> _Task details_:
Continue the forum thread below about generating combinations without running out of memory, starting right after its last sentence.

> _Provided passage_:
____

Please, if my question is not good, tell me why and I will do my best to learn and ask better questions next time ;)
Your output list for combinations of 5 elements will have ~1.5*10^9 (that's billion with b) sublists of size 5. If you use 32bit integers, even neglecting lists overhead and assuming you have a perfect list with 0b overhead - that will be ~200GB!
You should reconsider if you actually need to generate the list like you do, some alternative might be: streaming the list of elements - i.e. generating them on the fly.
That can be done by creating a function, which gets the last combination as an argument - and outputs the next. (to think how it is done, think about increasing by one a number. you go from last to first, remembering a "carry over" until you are done)

____

> _Data_:
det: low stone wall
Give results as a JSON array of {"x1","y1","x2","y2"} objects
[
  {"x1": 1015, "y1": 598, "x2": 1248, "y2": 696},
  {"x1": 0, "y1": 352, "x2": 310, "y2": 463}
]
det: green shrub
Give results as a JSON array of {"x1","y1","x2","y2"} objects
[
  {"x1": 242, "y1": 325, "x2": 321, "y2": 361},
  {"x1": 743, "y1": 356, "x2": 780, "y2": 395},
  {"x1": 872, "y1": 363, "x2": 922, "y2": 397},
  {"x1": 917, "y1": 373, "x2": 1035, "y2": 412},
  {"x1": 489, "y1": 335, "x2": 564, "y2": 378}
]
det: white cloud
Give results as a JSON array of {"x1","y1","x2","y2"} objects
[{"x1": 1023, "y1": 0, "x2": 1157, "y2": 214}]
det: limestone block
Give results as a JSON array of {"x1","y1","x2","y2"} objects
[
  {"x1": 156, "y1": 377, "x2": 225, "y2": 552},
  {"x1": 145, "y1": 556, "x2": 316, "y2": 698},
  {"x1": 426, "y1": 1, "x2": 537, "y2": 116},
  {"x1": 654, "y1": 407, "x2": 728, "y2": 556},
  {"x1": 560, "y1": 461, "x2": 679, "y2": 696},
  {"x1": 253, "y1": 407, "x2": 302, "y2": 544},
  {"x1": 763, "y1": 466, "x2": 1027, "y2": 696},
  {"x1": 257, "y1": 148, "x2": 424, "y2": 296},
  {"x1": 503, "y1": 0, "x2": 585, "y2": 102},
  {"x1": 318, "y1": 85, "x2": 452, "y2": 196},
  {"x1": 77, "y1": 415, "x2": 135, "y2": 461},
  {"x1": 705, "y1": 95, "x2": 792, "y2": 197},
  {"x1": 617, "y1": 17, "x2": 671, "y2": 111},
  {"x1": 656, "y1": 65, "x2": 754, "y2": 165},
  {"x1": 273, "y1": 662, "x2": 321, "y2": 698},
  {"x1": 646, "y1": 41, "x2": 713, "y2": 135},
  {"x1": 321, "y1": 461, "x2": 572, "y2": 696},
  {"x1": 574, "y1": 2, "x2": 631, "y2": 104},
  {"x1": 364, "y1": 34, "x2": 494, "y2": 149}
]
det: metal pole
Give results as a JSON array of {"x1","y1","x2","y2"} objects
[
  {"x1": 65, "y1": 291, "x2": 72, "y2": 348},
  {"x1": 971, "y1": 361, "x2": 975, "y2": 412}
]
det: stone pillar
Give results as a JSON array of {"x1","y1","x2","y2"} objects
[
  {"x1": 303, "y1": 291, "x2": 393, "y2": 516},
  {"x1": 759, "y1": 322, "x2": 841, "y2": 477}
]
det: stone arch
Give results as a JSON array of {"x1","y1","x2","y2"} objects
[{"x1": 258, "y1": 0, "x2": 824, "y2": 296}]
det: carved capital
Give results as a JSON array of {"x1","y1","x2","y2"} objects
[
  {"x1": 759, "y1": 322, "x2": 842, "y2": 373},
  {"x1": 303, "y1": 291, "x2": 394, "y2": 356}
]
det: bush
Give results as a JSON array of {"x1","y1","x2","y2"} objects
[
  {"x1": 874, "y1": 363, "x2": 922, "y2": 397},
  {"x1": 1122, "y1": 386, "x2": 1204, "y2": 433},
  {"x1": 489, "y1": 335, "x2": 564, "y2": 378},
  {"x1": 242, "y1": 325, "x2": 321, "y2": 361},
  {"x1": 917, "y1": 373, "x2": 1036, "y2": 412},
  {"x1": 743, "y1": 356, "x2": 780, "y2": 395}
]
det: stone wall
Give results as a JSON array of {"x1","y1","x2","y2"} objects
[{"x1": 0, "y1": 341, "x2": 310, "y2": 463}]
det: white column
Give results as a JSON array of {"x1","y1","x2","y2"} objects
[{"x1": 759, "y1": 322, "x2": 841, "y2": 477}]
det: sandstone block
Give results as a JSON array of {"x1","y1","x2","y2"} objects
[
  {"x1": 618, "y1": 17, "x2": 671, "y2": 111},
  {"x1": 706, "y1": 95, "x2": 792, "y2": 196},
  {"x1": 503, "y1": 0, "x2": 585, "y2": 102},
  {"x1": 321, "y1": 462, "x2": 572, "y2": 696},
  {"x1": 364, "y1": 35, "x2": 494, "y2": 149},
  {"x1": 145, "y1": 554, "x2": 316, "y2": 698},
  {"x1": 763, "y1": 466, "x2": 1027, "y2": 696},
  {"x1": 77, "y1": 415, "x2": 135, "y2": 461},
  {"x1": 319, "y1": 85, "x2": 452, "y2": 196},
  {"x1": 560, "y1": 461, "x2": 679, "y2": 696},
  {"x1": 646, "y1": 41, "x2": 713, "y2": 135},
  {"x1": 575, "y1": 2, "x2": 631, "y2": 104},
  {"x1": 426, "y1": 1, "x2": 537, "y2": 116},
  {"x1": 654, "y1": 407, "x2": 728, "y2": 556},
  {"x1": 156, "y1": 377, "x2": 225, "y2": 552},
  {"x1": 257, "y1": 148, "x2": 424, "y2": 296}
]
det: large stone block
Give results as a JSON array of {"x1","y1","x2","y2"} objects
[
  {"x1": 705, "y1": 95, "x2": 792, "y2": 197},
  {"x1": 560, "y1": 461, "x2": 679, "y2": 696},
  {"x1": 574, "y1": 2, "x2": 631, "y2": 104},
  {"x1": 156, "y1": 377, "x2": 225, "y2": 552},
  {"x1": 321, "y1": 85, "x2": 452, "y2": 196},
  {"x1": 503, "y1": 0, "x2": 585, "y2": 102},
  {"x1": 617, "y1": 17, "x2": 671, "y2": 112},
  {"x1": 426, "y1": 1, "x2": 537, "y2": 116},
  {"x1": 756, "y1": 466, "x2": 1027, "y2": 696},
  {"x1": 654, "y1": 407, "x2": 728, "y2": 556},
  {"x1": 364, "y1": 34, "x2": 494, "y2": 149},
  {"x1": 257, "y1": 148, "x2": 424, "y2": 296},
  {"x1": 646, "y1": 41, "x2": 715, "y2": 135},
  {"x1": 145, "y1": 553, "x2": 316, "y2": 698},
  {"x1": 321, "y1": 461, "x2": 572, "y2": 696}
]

____

> _Response_:
A streaming example for choosing 2 out of 4:
start: {4,3}
curr = start {4, 3}
curr = next(curr) {4, 2} // reduce last by one
curr = next(curr) {4, 1} // reduce last by one
curr = next(curr) {3, 2} // cannot reduce more, reduce the first by one, and set the follower to maximal possible value
curr = next(curr) {3, 1} // reduce last by one
curr = next(curr) {2, 1} // similar to {3,2}
done.
Now, you need to figure how to do it for lists of size 2, then generalize it for arbitrary size - and program your streaming combination generator.
Good Luck!
Let your precision be defined in the imaginary spectrum.
Use a real index to access the leaf and then traverse the leaf with the required precision.
See PrecisLise # http://net7mma.codeplex.com/SourceControl/latest#Common/Collections/Generic/PrecicseList.cs
While the implementation is not 100% complete as linked you can find where I used a similar concept here:
http://net7mma.codeplex.com/SourceControl/latest#RtspServer/MediaTypes/RFC6184Media.cs
Using this concept I was able to re-order h.264 Access Units and their underlying Network Access Layer Components in what I consider a very interesting way... outside of interesting it also has the potential to be more efficient using close the same amount of memory.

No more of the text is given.